--- Exercise task ---
Repeat the whole of the data, keeping every detail the same.

***** Extracted material

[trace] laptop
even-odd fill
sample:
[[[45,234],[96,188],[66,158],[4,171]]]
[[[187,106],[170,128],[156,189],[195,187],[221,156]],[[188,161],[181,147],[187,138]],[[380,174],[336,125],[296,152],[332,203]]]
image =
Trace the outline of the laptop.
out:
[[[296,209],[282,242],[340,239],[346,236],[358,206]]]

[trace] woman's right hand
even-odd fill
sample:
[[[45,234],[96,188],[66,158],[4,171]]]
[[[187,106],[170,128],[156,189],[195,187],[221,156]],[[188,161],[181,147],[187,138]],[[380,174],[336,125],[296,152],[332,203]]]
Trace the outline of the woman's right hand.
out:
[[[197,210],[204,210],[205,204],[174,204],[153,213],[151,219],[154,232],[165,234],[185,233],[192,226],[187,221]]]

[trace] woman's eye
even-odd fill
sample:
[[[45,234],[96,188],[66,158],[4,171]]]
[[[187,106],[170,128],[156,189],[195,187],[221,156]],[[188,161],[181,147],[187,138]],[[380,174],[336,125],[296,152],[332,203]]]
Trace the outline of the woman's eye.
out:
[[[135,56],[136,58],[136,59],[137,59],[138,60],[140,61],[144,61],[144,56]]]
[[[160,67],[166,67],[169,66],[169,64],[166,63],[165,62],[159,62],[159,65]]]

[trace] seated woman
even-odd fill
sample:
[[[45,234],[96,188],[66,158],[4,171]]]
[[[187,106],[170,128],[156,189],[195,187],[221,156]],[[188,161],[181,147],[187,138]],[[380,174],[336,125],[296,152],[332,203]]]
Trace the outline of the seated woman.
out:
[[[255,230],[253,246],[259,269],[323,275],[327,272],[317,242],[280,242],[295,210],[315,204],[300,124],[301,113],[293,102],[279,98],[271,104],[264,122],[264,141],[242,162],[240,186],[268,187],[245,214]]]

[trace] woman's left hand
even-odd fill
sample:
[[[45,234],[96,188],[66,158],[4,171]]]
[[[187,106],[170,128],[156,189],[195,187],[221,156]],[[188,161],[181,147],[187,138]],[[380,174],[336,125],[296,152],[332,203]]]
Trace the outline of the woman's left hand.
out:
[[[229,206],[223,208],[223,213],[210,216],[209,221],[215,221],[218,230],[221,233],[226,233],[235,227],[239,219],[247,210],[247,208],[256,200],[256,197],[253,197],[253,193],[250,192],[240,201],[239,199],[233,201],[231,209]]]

**********

--- Full solution ---
[trace] laptop
even-odd fill
sample:
[[[45,234],[96,188],[66,158],[4,171]]]
[[[187,106],[170,128],[156,189],[195,187],[221,156]],[[188,161],[181,147],[187,138]],[[380,174],[336,125],[296,152],[332,203]]]
image =
Trace the outline of the laptop.
out:
[[[296,209],[282,242],[340,239],[346,236],[358,206]]]

[trace] woman's right hand
even-odd fill
sample:
[[[45,234],[96,188],[66,158],[4,171]]]
[[[187,106],[170,128],[156,189],[195,187],[221,156]],[[188,161],[181,147],[187,138]],[[380,174],[336,125],[296,152],[332,203]]]
Trace the outline of the woman's right hand.
out:
[[[197,210],[204,210],[205,204],[174,204],[153,213],[151,219],[154,232],[165,234],[185,233],[192,226],[187,221]]]

[trace] woman's eye
even-odd fill
sample:
[[[45,234],[96,188],[66,158],[4,171]]]
[[[187,106],[170,128],[156,189],[195,187],[221,156]],[[188,161],[181,147],[187,138]],[[380,174],[336,125],[296,152],[332,203]]]
Trace the outline of the woman's eye.
out:
[[[135,56],[136,58],[136,59],[137,59],[138,60],[140,61],[144,61],[144,56]]]
[[[160,67],[166,67],[169,66],[169,64],[166,63],[165,62],[159,62],[159,65]]]

[trace] seated woman
even-odd fill
sample:
[[[45,234],[96,188],[66,158],[4,171]]]
[[[187,106],[170,128],[156,189],[195,187],[221,156]],[[188,161],[181,147],[187,138]],[[380,174],[336,125],[296,152],[332,203]]]
Trace the outline of the seated woman.
out:
[[[255,230],[253,246],[259,269],[323,275],[327,272],[317,242],[280,242],[295,210],[315,204],[300,124],[301,113],[293,102],[279,98],[271,104],[264,122],[264,141],[242,162],[240,186],[268,187],[245,214]]]

[trace] woman's left hand
even-odd fill
sample:
[[[45,234],[96,188],[66,158],[4,171]]]
[[[187,106],[170,128],[156,189],[195,187],[221,156]],[[188,161],[181,147],[187,138]],[[380,174],[336,125],[296,152],[332,203]]]
Trace the outline of the woman's left hand.
out:
[[[229,206],[223,208],[223,213],[210,216],[209,221],[215,221],[218,230],[221,233],[226,233],[235,227],[239,219],[247,210],[247,208],[256,200],[256,197],[253,197],[253,193],[250,192],[240,201],[239,199],[233,201],[231,209]]]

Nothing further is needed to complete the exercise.